Trecho:
________

CINEMA

Crítica - ‘Dr. Estranho no Multiverso da Loucura’: um filme de Sam Raimi travestido de Marvel

Cotação: três estrelas

Por TOM LEÃO

Publicado em 05/05/2022 às 12:31

Alterado em 05/05/2022 às 12:35

No novo filme, dirigido por Sam Raimi, Doutor Estranho (Benedict Cumberbatch) percorre vários universos, tentando impedir a Feiticeira Escarlate (Elizabeth Olsen) de alterá-los, o que pode pôr fim ao em que vivemos Foto: divulgação

Um dos mais queridos diretores, egressos da cena indie americana, Sam Raimi, fez seu nome com os violentos e divertidos filmes da série ‘Evil Dead’ (três capítulos), ao longo dos anos 80. Nestes, além de inovar no uso de câmeras, deu um toque cartunesco e pastelão às cenas grotescas (muitas das quais, inspiradas nos curtas dos Três Patetas!), nos provocando medo e fazendo rir ao mesmo tempo. Depois, seguiu fazendo filmes inventivos, de pequenos orçamentos, como ‘Darkman’ (no qual criou um herói desfigurado original para a Universal), até que, eventualmente, fosse chamado para reviver o Homem-Aranha nos cinemas, antes que produções baseadas em quadrinhos de super-heróis virassem os filmes-evento de hoje em dia. E deu muito certo. Fez três filmes do aracnídeo, sendo que os dois primeiros são dos melhores do gênero.

Portanto, o segundo filme solo do personagem da Marvel Doutor Estranho (‘Doctor Strange in the Multiverse of Madness’, no original) é, antes de tudo, um filme de Sam Raimi. O que é muito bom. Porque certos diretores, quando vão fazer blockbusters atrelados a universos fechados, acabam apenas emprestando suas assinaturas ao produto, e fazendo filmes como o estúdio quer, sem toques autorais. Ainda bem que isso não ocorreu com esta sequência de Doutor Estranho. Porque, de outra forma, teria sido um desastre. Já que o roteiro é bastante deficiente. E muita coisa lá não vai fazer nenhum sentido pra quem não viu o filme anterior. E nem acompanhou a série em streaming da Feiticeira Escarlate (Elizabeth Olsen) - que é o nêmesis do herói -, no Disney+. O que salva mesmo é a mão de Raimi (inclusive, aquela mão que sempre sai de debaixo da terra está lá numa cena) e seu peculiar senso de humor. Ele arrumou até um jeito de enfiar seu ator-assinatura, Bruce Campbell (o herói Ash, dos ‘Evil Dead’), num trecho do filme, e na ceninha final, que dão um toque muito legal ao todo.

________

Problema proposto 1: Que cotação a crítica do filme atribui a ele?
O trecho e a listagem são materiais independentes entre si.

(Dados de segmentação de regiões)
________

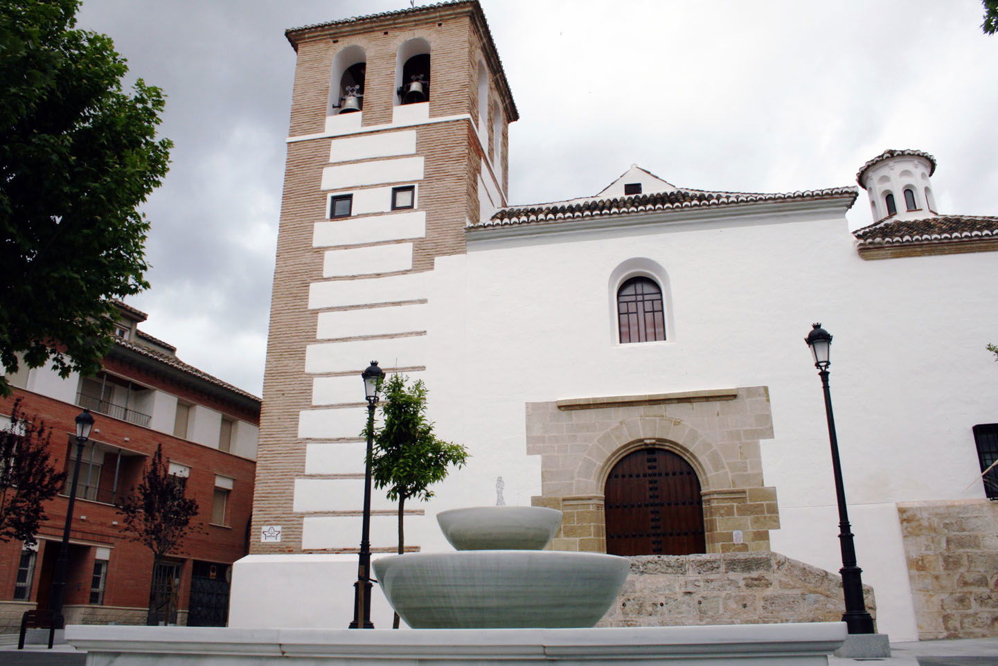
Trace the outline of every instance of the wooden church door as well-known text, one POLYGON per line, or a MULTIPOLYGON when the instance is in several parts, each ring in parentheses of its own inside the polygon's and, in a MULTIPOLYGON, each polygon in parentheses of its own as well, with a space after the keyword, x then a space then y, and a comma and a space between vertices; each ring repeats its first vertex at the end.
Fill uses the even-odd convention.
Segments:
POLYGON ((607 479, 607 552, 687 555, 706 550, 700 480, 665 449, 625 456, 607 479))

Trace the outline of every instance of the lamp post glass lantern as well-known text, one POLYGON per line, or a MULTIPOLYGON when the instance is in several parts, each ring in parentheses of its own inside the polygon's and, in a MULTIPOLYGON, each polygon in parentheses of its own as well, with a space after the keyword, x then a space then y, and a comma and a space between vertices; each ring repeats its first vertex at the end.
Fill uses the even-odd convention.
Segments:
MULTIPOLYGON (((69 487, 69 502, 66 504, 66 522, 63 525, 63 538, 59 544, 59 556, 56 558, 56 569, 52 574, 52 586, 49 596, 49 608, 52 612, 54 628, 62 628, 62 607, 66 599, 66 569, 69 565, 69 534, 73 527, 73 508, 76 504, 76 483, 80 478, 80 461, 83 460, 83 447, 90 439, 94 429, 94 417, 90 410, 83 410, 76 417, 76 461, 73 463, 73 479, 69 487)), ((51 644, 49 647, 52 647, 51 644)))
POLYGON ((821 378, 821 390, 824 393, 824 415, 828 422, 828 443, 831 445, 831 469, 835 477, 835 499, 838 501, 838 544, 842 552, 842 593, 845 597, 845 622, 850 634, 873 633, 873 618, 866 612, 863 601, 862 569, 856 564, 856 548, 853 542, 852 526, 849 524, 848 509, 845 504, 845 487, 842 484, 842 466, 838 459, 838 438, 835 435, 835 418, 831 411, 831 392, 828 389, 828 366, 831 365, 829 352, 831 336, 821 328, 821 324, 812 324, 811 331, 804 338, 810 347, 814 358, 814 367, 821 378))
POLYGON ((374 444, 374 407, 384 371, 371 361, 360 377, 364 380, 367 400, 367 455, 364 457, 364 512, 360 522, 360 552, 357 558, 357 581, 353 583, 353 621, 350 629, 373 629, 371 624, 371 449, 374 444))

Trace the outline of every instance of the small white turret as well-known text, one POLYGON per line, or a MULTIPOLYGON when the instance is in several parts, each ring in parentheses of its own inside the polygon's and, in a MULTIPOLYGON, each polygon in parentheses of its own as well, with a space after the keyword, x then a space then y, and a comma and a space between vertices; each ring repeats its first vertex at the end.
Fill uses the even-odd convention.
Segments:
POLYGON ((935 217, 935 197, 929 177, 936 162, 921 151, 884 151, 856 173, 856 182, 870 198, 873 221, 935 217))

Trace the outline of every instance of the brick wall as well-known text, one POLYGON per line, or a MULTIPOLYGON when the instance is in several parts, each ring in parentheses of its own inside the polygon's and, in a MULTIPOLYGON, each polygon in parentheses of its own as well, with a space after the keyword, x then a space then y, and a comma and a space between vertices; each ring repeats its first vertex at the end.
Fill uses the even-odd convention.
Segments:
MULTIPOLYGON (((863 586, 876 617, 873 589, 863 586)), ((777 552, 631 557, 631 574, 598 626, 838 622, 842 580, 777 552)))
MULTIPOLYGON (((17 397, 22 398, 21 409, 25 415, 31 419, 40 418, 52 427, 50 464, 56 470, 64 470, 70 453, 70 435, 75 434, 74 419, 80 413, 80 407, 23 390, 15 391, 14 398, 17 397)), ((0 413, 10 414, 13 399, 0 400, 0 413)), ((198 501, 200 513, 196 521, 203 524, 201 531, 191 534, 184 540, 181 552, 177 553, 177 558, 185 562, 180 603, 181 608, 186 608, 190 593, 192 559, 231 563, 246 554, 246 529, 252 507, 254 464, 252 461, 232 454, 105 415, 96 414, 94 418, 96 423, 91 435, 92 440, 145 457, 142 459, 142 464, 136 466, 135 478, 131 480, 122 478, 123 485, 120 490, 123 492, 138 481, 139 470, 148 464, 158 444, 163 445, 166 459, 191 467, 191 476, 187 482, 188 497, 198 501), (234 489, 230 494, 229 526, 209 524, 216 475, 235 480, 234 489)), ((45 551, 58 550, 66 519, 67 502, 66 498, 56 497, 45 505, 48 518, 38 532, 42 545, 35 567, 33 601, 37 600, 40 587, 44 587, 41 578, 45 551)), ((121 517, 111 504, 77 498, 71 532, 71 570, 66 603, 87 606, 87 610, 79 611, 83 615, 104 612, 98 610, 102 607, 89 606, 88 603, 96 546, 111 547, 104 606, 143 609, 148 607, 153 555, 148 548, 125 536, 121 527, 121 517), (86 516, 86 519, 83 516, 86 516)), ((0 601, 4 601, 5 607, 13 607, 7 602, 13 603, 20 555, 20 542, 0 543, 0 601)), ((19 604, 14 605, 20 607, 19 604)), ((20 622, 20 616, 17 622, 20 622)))
POLYGON ((998 502, 897 505, 918 637, 998 636, 998 502))

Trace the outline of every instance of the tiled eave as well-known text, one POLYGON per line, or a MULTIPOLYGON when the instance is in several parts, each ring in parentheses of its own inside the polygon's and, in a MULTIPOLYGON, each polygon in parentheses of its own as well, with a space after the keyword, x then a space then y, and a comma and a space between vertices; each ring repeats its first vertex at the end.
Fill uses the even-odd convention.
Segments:
POLYGON ((696 221, 738 214, 779 215, 791 209, 827 208, 829 205, 841 207, 844 213, 857 194, 853 186, 774 194, 677 190, 585 203, 505 208, 486 222, 468 225, 466 231, 476 236, 568 231, 642 222, 696 221))
POLYGON ((868 259, 998 251, 998 217, 940 215, 887 220, 852 232, 868 259))
POLYGON ((141 367, 167 375, 182 384, 205 391, 221 400, 235 403, 248 410, 258 411, 260 399, 193 365, 127 340, 115 340, 109 356, 136 363, 141 367))

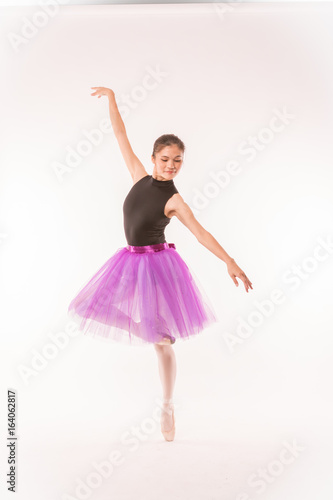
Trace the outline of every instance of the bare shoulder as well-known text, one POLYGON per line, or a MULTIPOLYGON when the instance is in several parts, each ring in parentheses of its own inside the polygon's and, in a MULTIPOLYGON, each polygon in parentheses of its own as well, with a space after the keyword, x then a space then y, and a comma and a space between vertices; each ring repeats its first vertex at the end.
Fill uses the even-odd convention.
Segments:
POLYGON ((188 210, 192 212, 183 197, 179 193, 175 193, 168 199, 164 212, 167 217, 171 218, 174 215, 179 217, 181 214, 185 214, 188 210))

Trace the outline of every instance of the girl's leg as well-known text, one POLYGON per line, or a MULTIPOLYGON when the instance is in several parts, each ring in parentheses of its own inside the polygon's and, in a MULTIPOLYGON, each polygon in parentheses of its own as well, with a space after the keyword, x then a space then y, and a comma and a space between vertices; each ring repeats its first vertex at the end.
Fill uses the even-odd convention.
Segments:
POLYGON ((171 345, 154 344, 154 347, 157 353, 158 370, 162 382, 164 399, 163 409, 165 411, 162 412, 161 419, 163 429, 168 431, 172 428, 173 424, 170 403, 173 398, 177 374, 176 355, 171 345))

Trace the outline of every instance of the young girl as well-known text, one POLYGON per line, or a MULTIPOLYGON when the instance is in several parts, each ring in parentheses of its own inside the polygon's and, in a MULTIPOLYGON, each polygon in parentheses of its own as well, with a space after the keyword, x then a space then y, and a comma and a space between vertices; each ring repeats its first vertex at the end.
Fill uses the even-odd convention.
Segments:
POLYGON ((175 244, 165 240, 164 230, 171 218, 176 216, 199 243, 226 263, 236 286, 239 278, 248 292, 252 283, 196 220, 174 184, 183 163, 183 142, 173 134, 159 137, 151 156, 153 174, 149 175, 131 148, 114 92, 91 88, 96 89, 92 96, 108 97, 112 128, 133 181, 123 204, 128 245, 118 248, 94 274, 71 301, 68 312, 84 333, 131 345, 154 345, 163 386, 161 431, 172 441, 176 378, 172 344, 199 334, 217 322, 217 317, 175 244))

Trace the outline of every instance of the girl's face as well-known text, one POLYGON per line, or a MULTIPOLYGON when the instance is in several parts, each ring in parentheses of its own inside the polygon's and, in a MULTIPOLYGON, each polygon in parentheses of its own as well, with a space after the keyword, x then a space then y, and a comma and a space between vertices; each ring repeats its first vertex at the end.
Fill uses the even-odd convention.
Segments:
POLYGON ((156 158, 151 157, 154 163, 154 174, 166 179, 173 179, 179 172, 183 163, 183 152, 173 144, 165 146, 159 153, 156 153, 156 158))

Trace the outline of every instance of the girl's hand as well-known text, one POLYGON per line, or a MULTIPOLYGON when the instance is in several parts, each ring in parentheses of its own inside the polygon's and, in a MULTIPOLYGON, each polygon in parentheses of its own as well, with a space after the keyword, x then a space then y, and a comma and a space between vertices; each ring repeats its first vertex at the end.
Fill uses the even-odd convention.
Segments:
POLYGON ((228 273, 229 273, 229 276, 231 276, 231 278, 236 286, 239 285, 236 278, 239 278, 243 281, 246 292, 249 291, 249 288, 251 288, 253 290, 251 281, 246 276, 244 271, 242 271, 241 268, 236 264, 236 262, 234 260, 232 260, 228 264, 228 273))
POLYGON ((95 92, 93 92, 90 95, 97 95, 98 98, 100 98, 102 95, 106 95, 107 97, 114 97, 114 92, 111 89, 108 89, 106 87, 90 87, 91 89, 96 89, 95 92))

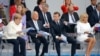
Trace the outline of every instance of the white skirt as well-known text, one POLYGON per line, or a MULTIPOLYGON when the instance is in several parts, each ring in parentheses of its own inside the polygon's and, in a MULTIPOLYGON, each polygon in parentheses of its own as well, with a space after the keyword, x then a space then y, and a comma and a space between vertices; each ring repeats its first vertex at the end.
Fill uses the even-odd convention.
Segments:
POLYGON ((81 35, 77 36, 77 41, 79 41, 79 42, 85 42, 85 40, 87 40, 88 38, 89 38, 88 34, 81 34, 81 35))

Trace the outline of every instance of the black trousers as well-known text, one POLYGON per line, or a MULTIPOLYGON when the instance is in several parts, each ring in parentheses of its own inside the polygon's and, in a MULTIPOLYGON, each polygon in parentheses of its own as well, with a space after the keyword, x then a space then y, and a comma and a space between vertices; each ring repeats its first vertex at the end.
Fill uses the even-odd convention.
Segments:
POLYGON ((41 43, 43 43, 43 49, 42 49, 42 53, 41 53, 40 56, 43 56, 44 53, 48 52, 48 44, 49 44, 49 42, 47 41, 46 38, 44 38, 44 37, 37 37, 37 38, 33 38, 32 40, 33 40, 33 42, 35 42, 36 56, 39 56, 39 49, 40 49, 41 43))
POLYGON ((14 46, 13 56, 26 56, 26 43, 23 38, 18 37, 17 39, 8 39, 7 42, 14 46))
MULTIPOLYGON (((76 53, 76 47, 77 47, 77 42, 74 38, 71 38, 71 37, 67 37, 67 41, 68 43, 71 43, 72 46, 71 46, 71 56, 74 56, 75 53, 76 53)), ((61 52, 60 52, 60 43, 62 43, 63 41, 62 40, 55 40, 55 46, 56 46, 56 51, 57 51, 57 54, 58 56, 61 56, 61 52)))

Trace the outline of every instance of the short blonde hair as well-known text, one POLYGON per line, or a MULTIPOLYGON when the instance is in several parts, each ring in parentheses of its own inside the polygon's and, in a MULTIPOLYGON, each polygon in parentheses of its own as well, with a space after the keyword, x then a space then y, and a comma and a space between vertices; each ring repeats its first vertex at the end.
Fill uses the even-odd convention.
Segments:
POLYGON ((83 14, 80 15, 80 21, 81 22, 84 22, 84 17, 87 17, 88 18, 88 14, 87 13, 83 13, 83 14))
POLYGON ((22 16, 20 14, 18 14, 18 13, 14 14, 14 20, 21 19, 21 18, 22 18, 22 16))

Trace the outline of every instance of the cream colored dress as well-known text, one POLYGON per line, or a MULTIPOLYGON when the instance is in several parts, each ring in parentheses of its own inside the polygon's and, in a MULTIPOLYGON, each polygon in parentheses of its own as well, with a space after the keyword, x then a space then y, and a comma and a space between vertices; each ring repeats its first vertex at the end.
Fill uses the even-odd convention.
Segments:
POLYGON ((84 42, 85 40, 87 40, 88 34, 84 34, 84 32, 88 31, 89 33, 93 33, 92 27, 90 26, 89 23, 82 23, 80 21, 77 22, 76 25, 77 28, 77 40, 80 42, 84 42))

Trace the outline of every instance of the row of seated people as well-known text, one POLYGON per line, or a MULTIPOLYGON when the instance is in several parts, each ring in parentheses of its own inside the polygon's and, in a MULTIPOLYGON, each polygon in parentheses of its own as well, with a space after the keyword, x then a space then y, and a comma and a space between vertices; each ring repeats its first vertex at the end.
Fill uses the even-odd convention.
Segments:
MULTIPOLYGON (((48 8, 48 5, 47 5, 47 4, 44 4, 44 5, 43 5, 43 8, 44 8, 44 12, 45 12, 45 11, 46 11, 45 8, 48 8)), ((72 12, 73 12, 73 5, 70 5, 70 6, 69 6, 69 13, 66 13, 66 14, 63 14, 63 15, 62 15, 62 21, 64 21, 65 25, 67 25, 67 22, 73 23, 73 22, 76 22, 76 21, 79 20, 77 13, 73 13, 73 16, 71 16, 71 15, 69 16, 69 14, 72 13, 72 12), (72 11, 71 11, 71 10, 72 10, 72 11), (68 16, 66 16, 66 15, 68 15, 68 16), (69 17, 69 18, 68 18, 68 17, 69 17), (74 17, 74 19, 73 19, 73 17, 74 17), (68 19, 66 19, 66 18, 68 18, 68 19), (70 20, 70 19, 71 19, 71 20, 70 20), (66 22, 66 21, 67 21, 67 22, 66 22)), ((58 13, 58 14, 59 14, 59 13, 58 13)), ((48 14, 48 15, 50 15, 50 14, 48 14)), ((35 15, 35 16, 36 16, 36 15, 35 15)), ((35 16, 34 16, 34 17, 35 17, 35 16)), ((38 15, 38 16, 40 16, 40 15, 38 15)), ((32 17, 32 18, 34 18, 34 17, 32 17)), ((43 18, 47 18, 47 16, 46 16, 46 17, 43 17, 43 18)), ((50 17, 48 17, 48 18, 50 18, 50 17)), ((39 19, 40 19, 40 17, 39 17, 39 19)), ((41 21, 42 21, 42 20, 41 20, 41 21)), ((53 28, 53 22, 52 22, 52 20, 50 20, 50 19, 49 19, 49 20, 44 19, 42 22, 43 22, 44 26, 46 26, 46 28, 49 28, 50 26, 51 26, 51 28, 53 28), (49 22, 50 25, 48 24, 48 21, 50 21, 50 22, 49 22), (47 24, 45 24, 45 23, 47 23, 47 24)), ((37 24, 37 23, 36 23, 36 24, 37 24)), ((32 24, 31 24, 31 25, 32 25, 32 24)), ((41 25, 41 26, 42 26, 42 25, 41 25)), ((59 26, 59 24, 58 24, 58 26, 59 26)), ((28 27, 28 26, 26 26, 26 27, 28 27)), ((38 28, 38 27, 37 27, 37 28, 38 28)), ((57 27, 57 28, 59 28, 59 27, 57 27)), ((68 27, 67 27, 66 29, 68 29, 68 27)), ((39 29, 38 29, 38 30, 39 30, 39 29)), ((58 29, 58 30, 59 30, 59 29, 58 29)), ((46 31, 49 32, 48 29, 46 29, 46 31)), ((68 31, 68 30, 66 30, 66 31, 68 31)), ((18 34, 19 34, 19 33, 20 33, 20 32, 18 32, 18 34)), ((53 33, 54 33, 54 32, 53 32, 53 33)), ((28 33, 28 34, 29 34, 29 33, 28 33)), ((32 33, 30 33, 29 35, 31 35, 31 34, 32 34, 32 33)), ((58 34, 58 36, 56 36, 56 37, 58 38, 60 33, 57 33, 57 34, 58 34)), ((34 35, 34 34, 32 34, 32 35, 34 35)), ((53 35, 53 34, 52 34, 52 35, 53 35)), ((37 35, 36 35, 36 36, 37 36, 37 35)), ((41 35, 40 35, 40 36, 41 36, 41 35)), ((53 35, 53 36, 55 37, 55 35, 53 35)), ((59 39, 59 38, 58 38, 58 39, 59 39)), ((73 43, 73 41, 74 41, 74 40, 72 40, 72 43, 73 43)), ((90 40, 88 40, 88 41, 90 41, 90 40)), ((87 42, 88 42, 88 41, 87 41, 87 42)), ((8 41, 8 42, 9 42, 9 41, 8 41)), ((42 42, 42 41, 41 41, 41 42, 42 42)), ((71 42, 71 41, 69 40, 69 42, 71 42)), ((57 43, 57 42, 56 42, 56 43, 57 43)), ((74 43, 75 43, 75 42, 74 42, 74 43)), ((74 44, 74 45, 75 45, 75 44, 74 44)), ((36 45, 36 46, 37 46, 37 45, 36 45)), ((37 47, 37 48, 38 48, 38 47, 37 47)), ((36 48, 36 49, 37 49, 37 48, 36 48)), ((75 50, 73 50, 73 49, 75 49, 75 48, 72 47, 72 55, 75 54, 75 50)), ((38 55, 38 53, 39 53, 38 50, 39 50, 39 49, 37 49, 37 52, 36 52, 37 55, 38 55)), ((58 53, 58 55, 60 55, 60 51, 59 51, 59 50, 60 50, 60 48, 57 48, 57 53, 58 53)), ((18 50, 17 50, 17 51, 18 51, 18 50)), ((44 52, 45 52, 45 51, 43 51, 43 53, 42 53, 41 55, 43 55, 44 52)), ((89 53, 88 53, 88 54, 89 54, 89 53)))
MULTIPOLYGON (((22 32, 21 17, 22 16, 20 14, 16 13, 14 15, 14 19, 7 25, 7 29, 8 29, 7 32, 4 32, 4 35, 6 36, 7 41, 14 45, 13 56, 20 56, 20 55, 26 56, 25 40, 22 38, 23 32, 22 32)), ((77 41, 88 43, 86 56, 90 56, 90 52, 93 49, 93 46, 96 40, 94 36, 88 36, 92 32, 91 32, 90 24, 88 23, 87 20, 88 20, 88 15, 86 13, 80 16, 80 20, 77 22, 77 25, 76 25, 77 33, 79 34, 77 35, 77 40, 76 40, 72 37, 67 36, 65 30, 67 30, 66 26, 68 24, 63 23, 60 20, 59 12, 54 12, 53 21, 50 24, 51 26, 50 31, 53 36, 53 40, 55 42, 58 56, 61 56, 60 54, 61 42, 72 43, 71 56, 74 56, 76 52, 77 41)), ((38 12, 34 11, 32 13, 32 20, 27 22, 26 27, 35 28, 35 30, 29 30, 27 34, 30 35, 33 42, 35 42, 36 56, 39 56, 39 47, 40 47, 40 44, 43 43, 43 50, 40 56, 44 56, 44 53, 48 52, 49 42, 45 39, 44 36, 38 33, 39 30, 45 31, 45 28, 44 28, 45 26, 43 26, 43 23, 41 21, 39 21, 38 12)))

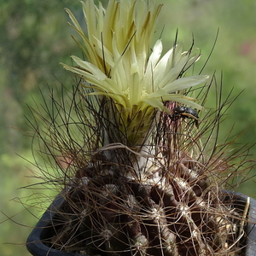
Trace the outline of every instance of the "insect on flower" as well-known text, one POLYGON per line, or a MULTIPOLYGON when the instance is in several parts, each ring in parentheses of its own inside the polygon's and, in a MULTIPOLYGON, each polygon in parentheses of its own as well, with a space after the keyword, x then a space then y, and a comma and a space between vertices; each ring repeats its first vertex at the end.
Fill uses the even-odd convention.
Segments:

________

Problema proposto 2: Na listagem, reescreva somente as linhas que começam na que contém "Trace the outline of every instance of the white" e terminam na que contém "POLYGON ((81 35, 77", ambas incluídas, mantendo os pedidos. Some -116 a cada coordenada das respostas.

Resposta completa 1: Três estrelas.

Resposta completa 2:
Trace the outline of every instance of the white skirt as well-known text, one POLYGON per line, or a MULTIPOLYGON when the instance is in several parts, each ring in parentheses of its own inside the polygon's and, in a MULTIPOLYGON, each polygon in parentheses of its own as well, with a space after the keyword, x then a space then y, and a comma and a space between vertices; each ring repeats its first vertex at the end.
Fill uses the even-odd convention.
Segments:
POLYGON ((-35 -81, -39 -80, -39 -75, -37 -75, -37 -74, -31 -74, -31 -76, -29 -76, -28 -78, -27 -78, -28 -82, -35 -82, -35 -81))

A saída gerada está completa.